■ The request
Print the records below unchanged, from the line holding "For the benchmark, pin each instance of the hand" through the end of the records, inclusive.

##############################

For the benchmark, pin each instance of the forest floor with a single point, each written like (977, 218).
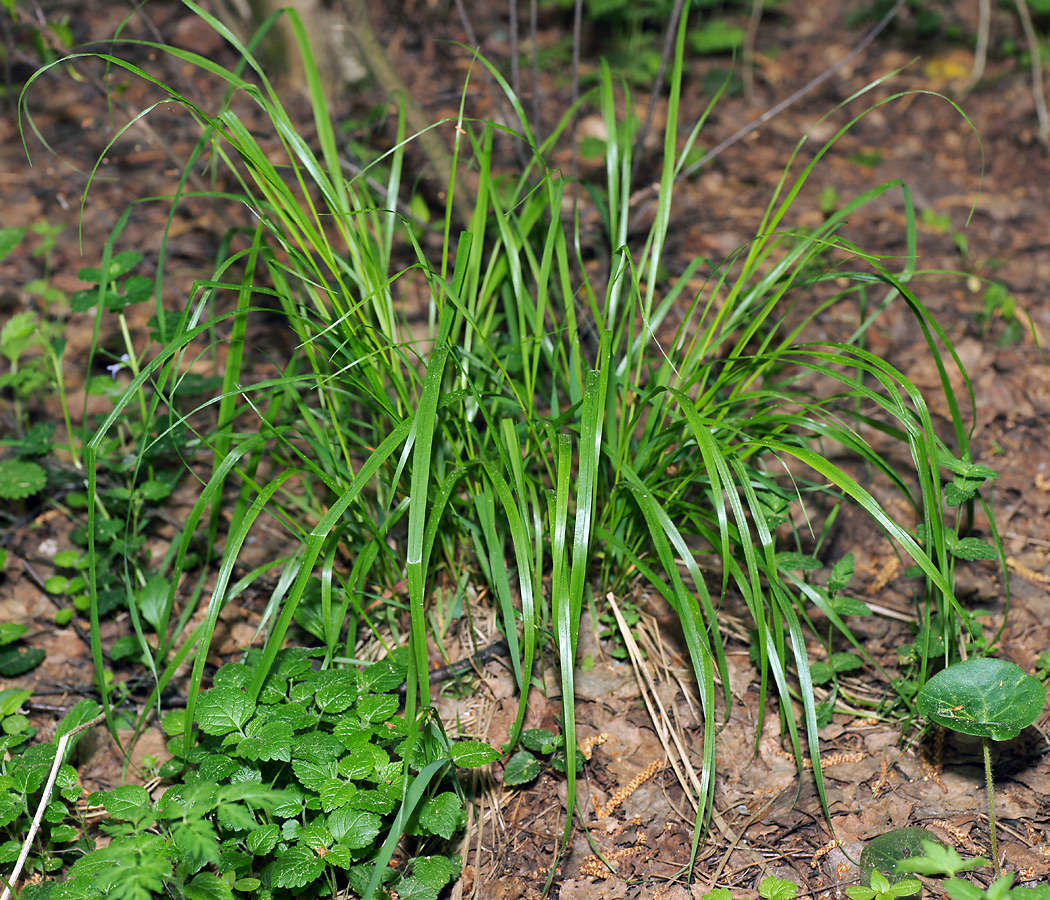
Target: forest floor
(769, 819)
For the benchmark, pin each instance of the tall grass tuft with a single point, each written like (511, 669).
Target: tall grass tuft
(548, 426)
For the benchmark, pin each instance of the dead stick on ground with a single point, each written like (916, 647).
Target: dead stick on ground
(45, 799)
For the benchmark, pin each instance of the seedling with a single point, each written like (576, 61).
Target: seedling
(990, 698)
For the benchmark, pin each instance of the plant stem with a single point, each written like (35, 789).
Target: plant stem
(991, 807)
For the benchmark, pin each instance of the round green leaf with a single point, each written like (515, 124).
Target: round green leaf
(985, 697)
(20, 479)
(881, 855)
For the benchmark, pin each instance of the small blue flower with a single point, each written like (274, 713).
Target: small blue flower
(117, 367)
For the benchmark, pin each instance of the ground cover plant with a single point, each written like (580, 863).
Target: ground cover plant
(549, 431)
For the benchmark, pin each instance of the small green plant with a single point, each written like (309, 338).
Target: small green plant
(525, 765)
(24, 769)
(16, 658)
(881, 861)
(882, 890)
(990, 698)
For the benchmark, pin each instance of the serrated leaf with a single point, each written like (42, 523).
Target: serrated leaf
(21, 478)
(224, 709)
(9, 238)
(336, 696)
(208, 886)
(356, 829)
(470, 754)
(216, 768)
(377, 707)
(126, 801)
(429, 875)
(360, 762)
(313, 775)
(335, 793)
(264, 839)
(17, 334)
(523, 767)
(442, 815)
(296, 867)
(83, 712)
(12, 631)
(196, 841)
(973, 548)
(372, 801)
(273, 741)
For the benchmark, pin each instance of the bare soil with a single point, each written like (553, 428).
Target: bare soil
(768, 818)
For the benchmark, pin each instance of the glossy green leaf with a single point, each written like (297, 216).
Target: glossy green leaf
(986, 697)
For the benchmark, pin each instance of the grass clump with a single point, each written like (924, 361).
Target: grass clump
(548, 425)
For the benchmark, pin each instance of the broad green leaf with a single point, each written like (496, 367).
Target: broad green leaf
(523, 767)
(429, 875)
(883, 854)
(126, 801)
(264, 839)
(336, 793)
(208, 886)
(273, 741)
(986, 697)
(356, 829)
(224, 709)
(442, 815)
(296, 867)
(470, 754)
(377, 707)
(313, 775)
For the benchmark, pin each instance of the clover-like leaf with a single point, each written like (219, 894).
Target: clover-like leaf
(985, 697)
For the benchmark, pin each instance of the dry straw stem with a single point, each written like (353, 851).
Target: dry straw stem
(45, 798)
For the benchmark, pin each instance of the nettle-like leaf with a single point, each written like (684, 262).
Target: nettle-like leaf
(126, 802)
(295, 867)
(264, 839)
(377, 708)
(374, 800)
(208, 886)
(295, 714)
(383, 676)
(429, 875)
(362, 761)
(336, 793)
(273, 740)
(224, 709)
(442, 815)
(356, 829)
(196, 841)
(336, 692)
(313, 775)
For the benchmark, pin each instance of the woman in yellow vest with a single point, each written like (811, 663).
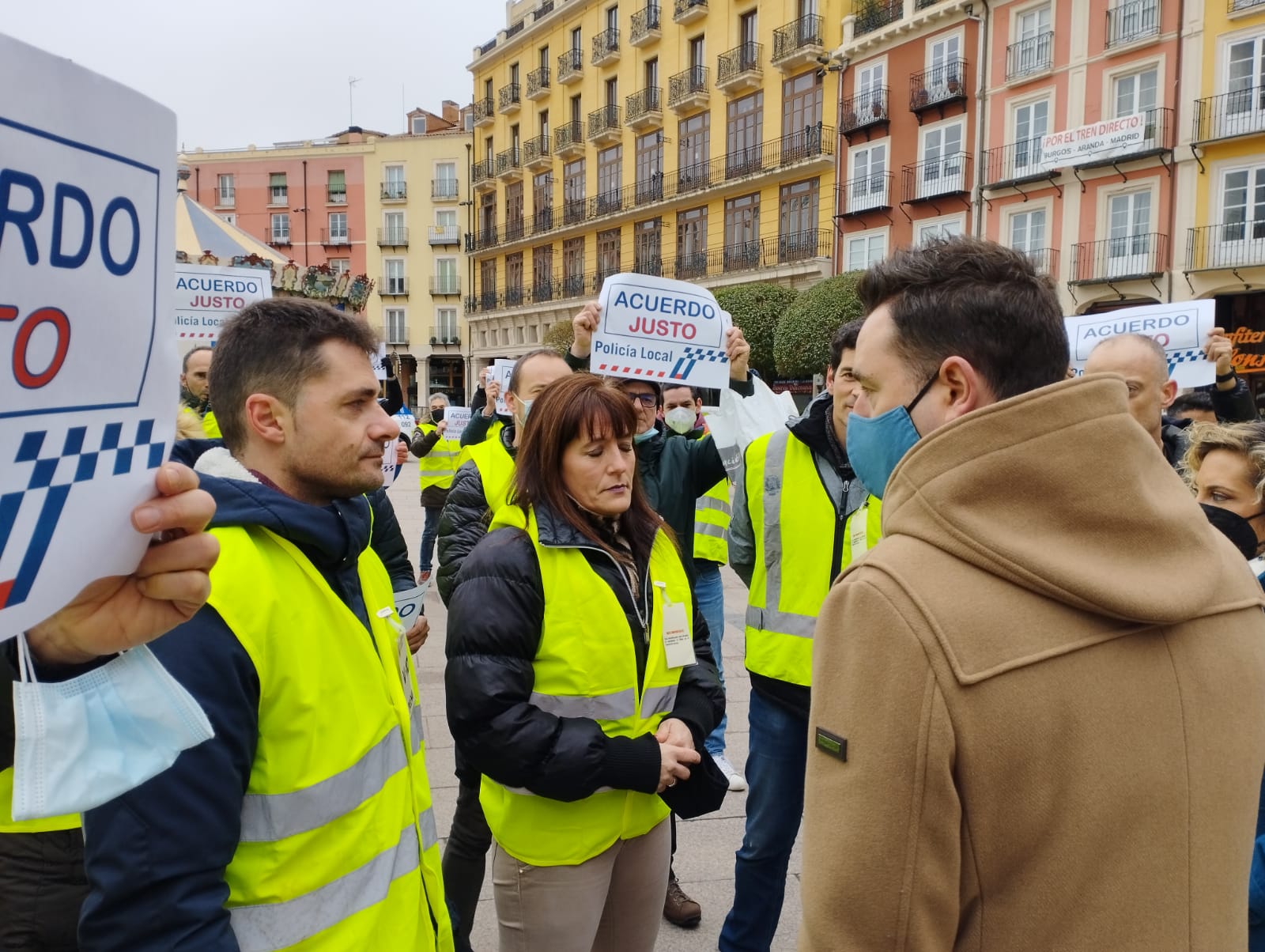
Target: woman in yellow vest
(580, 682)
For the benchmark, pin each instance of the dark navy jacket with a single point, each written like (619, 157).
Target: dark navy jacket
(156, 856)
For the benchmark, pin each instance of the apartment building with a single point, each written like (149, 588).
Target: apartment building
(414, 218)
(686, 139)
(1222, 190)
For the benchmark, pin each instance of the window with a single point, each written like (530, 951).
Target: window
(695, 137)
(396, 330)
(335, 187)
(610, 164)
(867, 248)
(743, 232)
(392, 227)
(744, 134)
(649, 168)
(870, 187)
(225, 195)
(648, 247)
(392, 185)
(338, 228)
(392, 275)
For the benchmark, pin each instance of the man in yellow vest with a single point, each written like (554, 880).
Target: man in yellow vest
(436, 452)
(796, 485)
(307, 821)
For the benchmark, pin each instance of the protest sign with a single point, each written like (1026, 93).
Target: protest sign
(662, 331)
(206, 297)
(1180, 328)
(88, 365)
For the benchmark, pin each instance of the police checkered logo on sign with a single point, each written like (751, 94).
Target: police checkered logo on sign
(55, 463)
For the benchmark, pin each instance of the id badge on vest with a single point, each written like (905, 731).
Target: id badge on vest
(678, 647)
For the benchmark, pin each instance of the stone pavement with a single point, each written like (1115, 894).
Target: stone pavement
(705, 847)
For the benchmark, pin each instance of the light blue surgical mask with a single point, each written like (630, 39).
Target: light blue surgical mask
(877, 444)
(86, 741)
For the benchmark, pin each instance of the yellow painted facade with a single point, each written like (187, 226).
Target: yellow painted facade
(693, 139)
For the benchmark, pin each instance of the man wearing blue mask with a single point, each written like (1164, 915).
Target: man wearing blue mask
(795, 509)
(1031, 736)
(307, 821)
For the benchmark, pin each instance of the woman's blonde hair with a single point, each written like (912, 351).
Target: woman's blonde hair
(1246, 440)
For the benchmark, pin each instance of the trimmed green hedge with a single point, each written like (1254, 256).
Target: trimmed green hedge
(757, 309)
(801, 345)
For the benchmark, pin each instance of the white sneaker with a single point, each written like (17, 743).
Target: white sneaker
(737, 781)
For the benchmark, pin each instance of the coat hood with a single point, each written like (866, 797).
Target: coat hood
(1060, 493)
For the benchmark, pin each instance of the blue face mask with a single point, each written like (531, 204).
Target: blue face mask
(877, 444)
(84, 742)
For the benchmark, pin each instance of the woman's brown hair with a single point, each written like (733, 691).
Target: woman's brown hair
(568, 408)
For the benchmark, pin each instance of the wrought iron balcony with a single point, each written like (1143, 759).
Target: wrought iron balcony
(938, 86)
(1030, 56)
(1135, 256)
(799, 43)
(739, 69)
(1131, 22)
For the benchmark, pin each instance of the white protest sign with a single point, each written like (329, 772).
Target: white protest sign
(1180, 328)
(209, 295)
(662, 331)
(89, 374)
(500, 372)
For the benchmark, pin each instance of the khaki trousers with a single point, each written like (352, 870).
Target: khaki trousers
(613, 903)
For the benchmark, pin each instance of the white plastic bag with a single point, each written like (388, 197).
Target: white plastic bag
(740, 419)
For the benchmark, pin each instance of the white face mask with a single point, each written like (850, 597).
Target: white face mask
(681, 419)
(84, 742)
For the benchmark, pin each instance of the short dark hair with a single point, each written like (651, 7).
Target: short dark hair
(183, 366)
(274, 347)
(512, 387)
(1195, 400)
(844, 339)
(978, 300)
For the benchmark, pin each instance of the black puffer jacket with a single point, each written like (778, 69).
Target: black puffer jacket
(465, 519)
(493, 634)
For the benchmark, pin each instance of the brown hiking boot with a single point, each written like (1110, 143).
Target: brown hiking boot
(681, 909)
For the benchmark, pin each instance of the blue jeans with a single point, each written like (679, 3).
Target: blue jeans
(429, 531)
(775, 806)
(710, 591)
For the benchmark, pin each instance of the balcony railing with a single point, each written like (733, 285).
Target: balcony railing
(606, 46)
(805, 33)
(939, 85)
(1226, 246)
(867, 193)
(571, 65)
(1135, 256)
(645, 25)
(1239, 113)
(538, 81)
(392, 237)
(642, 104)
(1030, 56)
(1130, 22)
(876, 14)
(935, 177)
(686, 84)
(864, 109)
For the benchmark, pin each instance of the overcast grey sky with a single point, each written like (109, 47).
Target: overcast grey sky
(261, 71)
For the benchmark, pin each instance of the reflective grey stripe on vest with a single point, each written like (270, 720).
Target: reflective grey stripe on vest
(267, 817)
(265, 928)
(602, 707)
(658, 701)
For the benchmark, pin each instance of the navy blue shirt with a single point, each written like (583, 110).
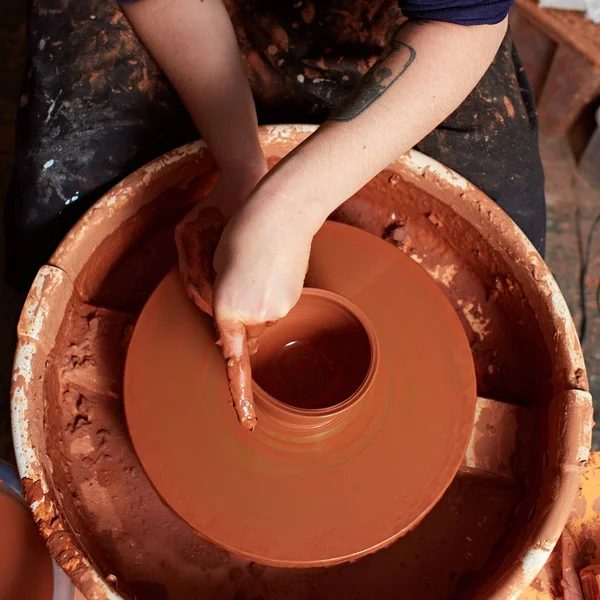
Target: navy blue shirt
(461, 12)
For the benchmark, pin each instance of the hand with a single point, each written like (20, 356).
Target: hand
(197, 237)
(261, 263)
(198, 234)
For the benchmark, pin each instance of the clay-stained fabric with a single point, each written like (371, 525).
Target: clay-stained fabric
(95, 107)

##############################

■ Solution to the problem
For the benchmark, pin each instance of the hand with a single point, each written like (20, 356).
Target: hand
(197, 237)
(261, 263)
(198, 234)
For the benchmark, pin each instance of the clay-stained fabric with a single point, each written like (371, 525).
Target: clay-stained fabric
(95, 107)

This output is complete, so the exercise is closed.